What you return should match the data word for word, minus the images.
:::::
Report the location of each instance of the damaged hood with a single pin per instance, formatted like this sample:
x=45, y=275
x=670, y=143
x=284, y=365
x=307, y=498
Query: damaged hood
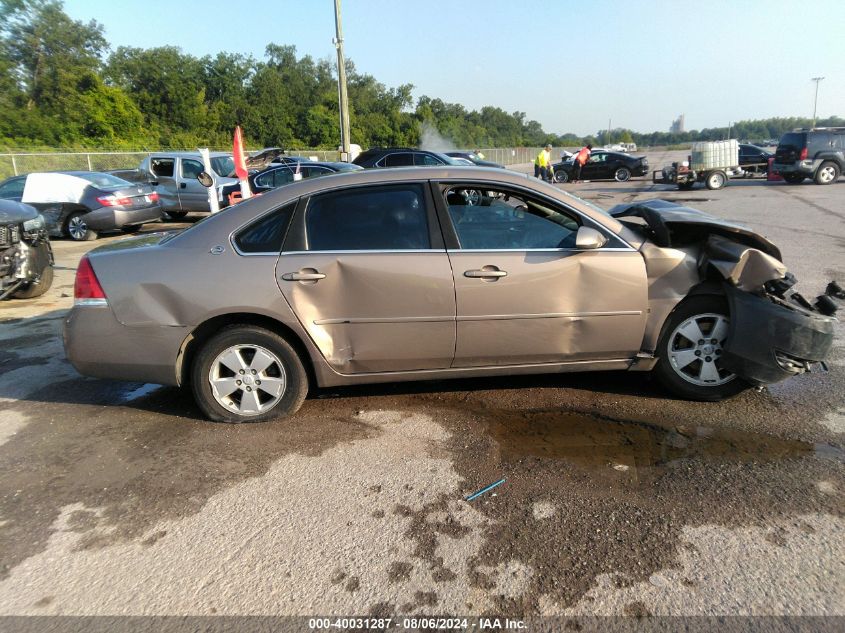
x=673, y=225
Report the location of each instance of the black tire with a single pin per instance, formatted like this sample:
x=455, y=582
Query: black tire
x=77, y=229
x=673, y=379
x=827, y=173
x=716, y=179
x=32, y=290
x=292, y=371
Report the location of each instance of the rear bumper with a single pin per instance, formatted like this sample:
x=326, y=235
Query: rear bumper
x=769, y=342
x=109, y=219
x=98, y=345
x=805, y=168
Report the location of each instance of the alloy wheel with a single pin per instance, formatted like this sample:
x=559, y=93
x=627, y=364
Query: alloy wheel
x=247, y=379
x=77, y=228
x=695, y=350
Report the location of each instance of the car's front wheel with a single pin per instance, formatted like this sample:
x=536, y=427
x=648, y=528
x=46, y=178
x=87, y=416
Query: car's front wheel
x=77, y=229
x=248, y=374
x=690, y=350
x=622, y=174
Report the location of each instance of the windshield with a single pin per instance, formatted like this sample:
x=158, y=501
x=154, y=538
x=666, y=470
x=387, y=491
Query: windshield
x=223, y=165
x=103, y=180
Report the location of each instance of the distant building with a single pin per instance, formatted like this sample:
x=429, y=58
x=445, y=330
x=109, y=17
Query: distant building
x=677, y=125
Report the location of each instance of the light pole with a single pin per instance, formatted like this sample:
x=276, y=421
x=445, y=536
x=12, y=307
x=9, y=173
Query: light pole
x=816, y=101
x=341, y=85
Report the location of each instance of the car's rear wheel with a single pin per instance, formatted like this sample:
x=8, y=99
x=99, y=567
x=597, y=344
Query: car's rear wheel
x=716, y=180
x=248, y=374
x=77, y=229
x=827, y=174
x=622, y=174
x=690, y=350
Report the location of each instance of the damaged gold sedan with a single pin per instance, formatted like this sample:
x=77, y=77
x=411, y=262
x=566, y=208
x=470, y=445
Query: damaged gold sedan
x=431, y=273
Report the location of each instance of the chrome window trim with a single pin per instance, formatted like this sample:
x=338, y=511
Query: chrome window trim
x=368, y=251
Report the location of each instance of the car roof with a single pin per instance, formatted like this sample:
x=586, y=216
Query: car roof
x=188, y=154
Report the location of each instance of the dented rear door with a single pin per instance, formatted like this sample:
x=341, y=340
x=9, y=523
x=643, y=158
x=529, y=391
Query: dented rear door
x=367, y=277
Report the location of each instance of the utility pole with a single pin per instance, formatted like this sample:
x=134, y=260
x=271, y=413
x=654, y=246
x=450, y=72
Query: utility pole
x=341, y=85
x=816, y=101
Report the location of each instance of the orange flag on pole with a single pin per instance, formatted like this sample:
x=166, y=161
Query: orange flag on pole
x=240, y=163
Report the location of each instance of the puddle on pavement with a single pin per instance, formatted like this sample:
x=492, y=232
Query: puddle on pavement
x=597, y=442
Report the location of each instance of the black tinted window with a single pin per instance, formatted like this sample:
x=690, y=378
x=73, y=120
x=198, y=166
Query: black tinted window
x=426, y=159
x=492, y=220
x=793, y=139
x=398, y=160
x=162, y=166
x=266, y=234
x=372, y=218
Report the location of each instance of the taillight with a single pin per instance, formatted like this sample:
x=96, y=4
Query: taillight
x=87, y=288
x=114, y=201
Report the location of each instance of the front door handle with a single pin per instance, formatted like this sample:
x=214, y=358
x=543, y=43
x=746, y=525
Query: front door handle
x=488, y=272
x=303, y=276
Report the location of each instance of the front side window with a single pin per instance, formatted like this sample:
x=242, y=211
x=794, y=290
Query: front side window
x=426, y=159
x=500, y=220
x=368, y=218
x=403, y=159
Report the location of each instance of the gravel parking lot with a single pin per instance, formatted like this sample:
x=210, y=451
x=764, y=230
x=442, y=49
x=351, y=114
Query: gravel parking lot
x=120, y=499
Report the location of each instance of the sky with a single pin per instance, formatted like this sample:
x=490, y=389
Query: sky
x=572, y=66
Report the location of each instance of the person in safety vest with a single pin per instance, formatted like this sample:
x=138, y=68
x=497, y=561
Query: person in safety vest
x=543, y=164
x=580, y=159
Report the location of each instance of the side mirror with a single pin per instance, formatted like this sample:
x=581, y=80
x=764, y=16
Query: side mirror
x=588, y=239
x=205, y=179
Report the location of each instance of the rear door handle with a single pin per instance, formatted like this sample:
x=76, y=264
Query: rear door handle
x=488, y=272
x=301, y=276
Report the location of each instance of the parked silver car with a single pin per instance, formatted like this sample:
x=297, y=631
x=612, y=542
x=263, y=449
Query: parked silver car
x=421, y=273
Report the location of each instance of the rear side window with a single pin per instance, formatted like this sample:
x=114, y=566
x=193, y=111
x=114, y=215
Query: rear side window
x=266, y=234
x=191, y=168
x=368, y=218
x=162, y=166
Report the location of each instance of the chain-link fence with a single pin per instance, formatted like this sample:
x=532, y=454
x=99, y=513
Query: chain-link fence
x=14, y=164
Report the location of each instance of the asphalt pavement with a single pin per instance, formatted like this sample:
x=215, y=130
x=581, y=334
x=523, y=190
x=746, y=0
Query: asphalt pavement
x=119, y=499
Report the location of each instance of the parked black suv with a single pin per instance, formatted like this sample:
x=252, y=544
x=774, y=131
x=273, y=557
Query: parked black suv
x=401, y=157
x=817, y=153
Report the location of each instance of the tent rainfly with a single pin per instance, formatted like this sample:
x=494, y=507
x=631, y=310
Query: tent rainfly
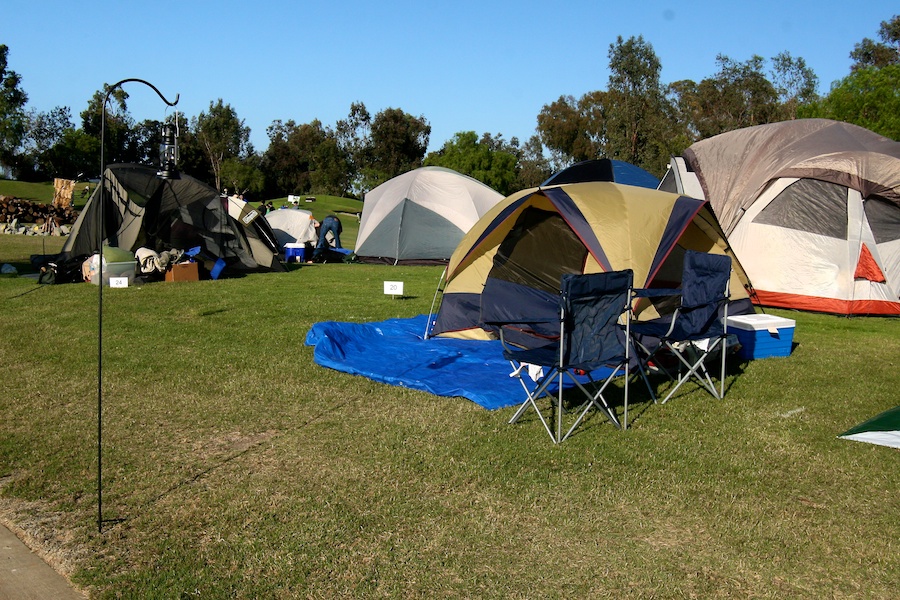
:::::
**Response for this exercise**
Report the location of each instance of the damaged hood with a single pin per instance, formatted like this sample:
x=45, y=275
x=670, y=143
x=284, y=365
x=307, y=498
Query: damaged hood
x=673, y=225
Report the location of each instance of the black tire with a single pin per instance, formatted like this sample:
x=455, y=582
Query: black tire
x=77, y=229
x=673, y=379
x=827, y=173
x=716, y=179
x=32, y=290
x=292, y=371
Report the location of each instance of the rear bumper with a single pin per instance, formatted like this sample:
x=326, y=235
Query: rear bumper
x=769, y=342
x=109, y=219
x=98, y=345
x=805, y=168
Report the location of each instance of the alloy wheel with a single pin per instance, formatted like this sample:
x=559, y=93
x=627, y=364
Query: alloy wheel
x=247, y=379
x=77, y=228
x=695, y=350
Report the location of each instance of the car's front wheel with a single pin per instance, formatted like this sample:
x=536, y=427
x=648, y=528
x=46, y=178
x=87, y=416
Query: car's front wheel
x=77, y=229
x=248, y=374
x=690, y=350
x=622, y=174
Report the location of each instance of the windshield with a single pin per instance, formatted like this sample:
x=158, y=501
x=154, y=538
x=666, y=470
x=387, y=491
Query: windshield
x=223, y=165
x=103, y=180
Report the location of each instance of the distant building with a single pin per instance, formatted like this sample:
x=429, y=58
x=445, y=330
x=109, y=17
Query: distant building
x=677, y=125
Report the location of each instance of the light pole with a single pin per instance, formatted like this sample:
x=276, y=421
x=445, y=536
x=12, y=307
x=9, y=173
Query: light pole
x=816, y=101
x=341, y=85
Report the location of each instance of the car's rear wheel with a single pin per instance, formatted like this sample:
x=8, y=99
x=99, y=567
x=597, y=344
Query: car's rear wheel
x=716, y=180
x=248, y=374
x=77, y=229
x=827, y=174
x=622, y=174
x=690, y=350
Report the location of each instance of the damaged gold sedan with a single pin per instance, formatted like this sample:
x=77, y=77
x=411, y=262
x=566, y=208
x=470, y=445
Query: damaged gold sedan
x=431, y=273
Report the location of each instance of the chrome window trim with a single pin per instance, formatted like this sample:
x=338, y=511
Query: chrome window trim
x=368, y=251
Report the location of each instance of the car roof with a single pin per instance, formatted like this sample:
x=586, y=216
Query: car roof
x=188, y=154
Report the location of each instance of the dented rear door with a single pin per instance, formatted like this sample:
x=341, y=340
x=9, y=523
x=643, y=158
x=529, y=391
Query: dented rear door
x=367, y=277
Report the location of each instance of the utility pole with a single pin per instance, formatted like this sample:
x=134, y=260
x=271, y=413
x=654, y=246
x=450, y=72
Query: utility pole
x=341, y=85
x=816, y=101
Report the location of each instance of the orange flag on pole with a single pin per instance, formatted like this sample:
x=166, y=161
Query: orange flag on pole
x=240, y=163
Report the location of each instance of the puddle on pavement with a single pin per instance, formatted like this sample:
x=492, y=232
Query: puddle on pavement
x=597, y=442
Report the location of each instance of the black tinted window with a single pin per instance, formatted like this sample:
x=690, y=378
x=73, y=120
x=198, y=166
Query: black tinted window
x=426, y=159
x=492, y=220
x=793, y=139
x=398, y=160
x=162, y=166
x=266, y=234
x=372, y=218
Report the location of each instance of the taillight with a single pin per instance, formatted like this sample:
x=96, y=4
Query: taillight
x=87, y=288
x=114, y=201
Report the location of each instance of the front door handle with a single pin per instance, formatted like this sample:
x=214, y=358
x=543, y=43
x=746, y=525
Query: front door handle
x=488, y=272
x=303, y=276
Report the location of each instance of the front side window with a single pin per instance, formatted like this sample:
x=242, y=211
x=794, y=290
Query: front side window
x=426, y=159
x=500, y=220
x=368, y=218
x=403, y=159
Report the location of each instance of the gravel parking lot with a single pin per instance, formatted like this sample:
x=210, y=451
x=764, y=230
x=442, y=49
x=351, y=114
Query: gravel parking lot
x=120, y=499
Report the location of each instance of the sky with a single pin per instance, formatted like this sample:
x=490, y=389
Query: sky
x=572, y=66
Report the location of each instance of the person in safety vest with a single pin per instance, formatted like this sample:
x=138, y=68
x=497, y=561
Query: person in safety vest
x=543, y=164
x=580, y=159
Report the location of each instance of the side mirror with a single pin per instance, formatted like this sample:
x=581, y=80
x=764, y=16
Query: side mirror
x=588, y=239
x=205, y=179
Report the location of each instance of the rear door handle with a single pin per instance, formatted like this sample:
x=76, y=264
Query: rear door handle
x=488, y=272
x=301, y=276
Report the location of each instance of the parked silver car with a single pin per instance, formatted like this sample:
x=297, y=631
x=612, y=542
x=263, y=449
Query: parked silver car
x=421, y=273
Report the location of each instance of the rear side window with a single pin per instance, formatted like this sample:
x=114, y=566
x=193, y=111
x=114, y=215
Query: rear side window
x=266, y=234
x=191, y=168
x=368, y=218
x=162, y=166
Report the location of each instance of the chain-link fence with a single pin per instance, formatted like this sample:
x=532, y=454
x=99, y=513
Query: chain-link fence
x=14, y=164
Report the location of each instance of the asphalt pavement with a single pin per instance, formatted like this sample:
x=215, y=130
x=581, y=334
x=523, y=190
x=746, y=0
Query: asphalt pavement
x=119, y=499
Report the location of each instance of the parked black suv with a single pin per instance, formatted like this sample:
x=252, y=544
x=774, y=131
x=273, y=557
Query: parked black suv
x=401, y=157
x=817, y=153
Report the location of each instance of the tent rainfly with a single pin per instance, formatted like this sample:
x=494, y=507
x=631, y=310
Query: tent rainfly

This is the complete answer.